**Фрагмент документа:**
##########

Среди них первая - забота о физическом здоровье правящей верхушки, «вождей» - в особенности. Это определяло особое внимание к кардиологии и, позже – гериатрии. Помимо заботы о здоровье вождей, на первом плане находились задачи сбережения собственной власти. На внутреннем фронте для этого было достаточно обычного доносительства, слежки, провокаций и массовых безнаказанных репрессий, а также сравнительно недорогих средств подслушивания и подсматривания. А вот внешняя угроза ставила куда более дорогостоящие задачи и в том числе сложных научных разработок. Опять-таки, малообразованному руководству страны были куда понятнее простые идеи заимствовать (купить, украсть) наиболее современные образцы техники и вооружений и размножить их в недоступном конкурентам масштабах.

Удачной операцией стало, например, приобретение под видом сельхозтракторов двух танков конструкции американского инженера Кристи. Они стали прообразом целой серии таких советских изделий, в том числе классического Т-34, выпущенного в умопомрачительных количествах. "Цельнотянутым" был и бомбардировщик Ту-4 - точная копия американского В-29, и, страшно сказать – первая советская атомная бомба – тоже копия, и тоже американской...

С собственными разработками получалось труднее. В романтический период революции в Питере и Москве возникли группы ракетчиков, соответственно, Газодинамическая лаборатория (ГДЛ) и Группа изучения реактивного движения (ГИРД). Характерно, что московская еще расшифровывалась как «Группа инженеров, работающих даром». На определенном этапе их усилия были объединены под крышей РНИИ – Реактивного научно-исследовательского института, поддержанного маршалом Тухачевским. Затем большая часть новаторских разработок ракетной техники была уничтожена вместе с маршалом. Та же участь постигла и большую часть разработчиков, а уцелевших перебросили либо на лесоповал, либо, в наилучшем случае, в тюремное бюро Туполева. В сухом остатке были только авиационные ракеты для истребителей, которые были позже перешиты в мины для «Катюш».

##########

**Условие задания:**
Продолжите текст о советских военных разработках, начав сразу после его последнего предложения.

##########

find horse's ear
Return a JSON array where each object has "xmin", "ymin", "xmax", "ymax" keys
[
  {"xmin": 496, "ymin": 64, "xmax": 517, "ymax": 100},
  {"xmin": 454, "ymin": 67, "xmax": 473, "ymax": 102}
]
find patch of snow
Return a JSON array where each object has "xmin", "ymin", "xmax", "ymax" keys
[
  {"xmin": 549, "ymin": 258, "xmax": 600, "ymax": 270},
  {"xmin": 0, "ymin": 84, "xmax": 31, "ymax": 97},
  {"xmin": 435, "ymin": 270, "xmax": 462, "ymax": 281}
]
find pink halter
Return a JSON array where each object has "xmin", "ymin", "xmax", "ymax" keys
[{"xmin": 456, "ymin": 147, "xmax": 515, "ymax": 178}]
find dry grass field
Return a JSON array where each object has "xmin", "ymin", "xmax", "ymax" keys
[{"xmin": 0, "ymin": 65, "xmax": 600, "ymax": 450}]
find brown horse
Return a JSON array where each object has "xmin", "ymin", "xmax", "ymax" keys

##########

**Результат выполнения:**
Только наглядные успехи Фау-2, зенитных ракет Вассерфаль и реактивных самолетов Мессершмитта заставили советское руководство почесаться, освободить в конце войны из тюрем своих конструкторов, тех же Глушко и Королева (но реабилитирован первый был в 1956 году, а второй - только 1957-м), и возобновить исследования в этой области. Но это уже были не оригинальные пионерские проекты довоенных времен, а копирование немецких разработок. И лишь после их завершения, советские ракетчики смогли проявить собственные творческие способности, конечно, обогащенные опытом работ по Фау.

Впоследствии Советское правительство уберегло своих ракетчиков от мировой славы и лавров Нобелевских лауреатов, объявив, что автором космических достижений является весь советский народ. [Правительство СССР отказалось сообщить Нобелевскому комитету имена авторов космического корабля «Восток» то ли блюдя секретность, то ли опасаясь, чтобы конструкторы о себе не слишком возомнили. Пишут, что Королев это переживал до самого конца жизни, как и сохранял опасения, что снова ворвутся ночью и скомандуют «собирайся, падла!»].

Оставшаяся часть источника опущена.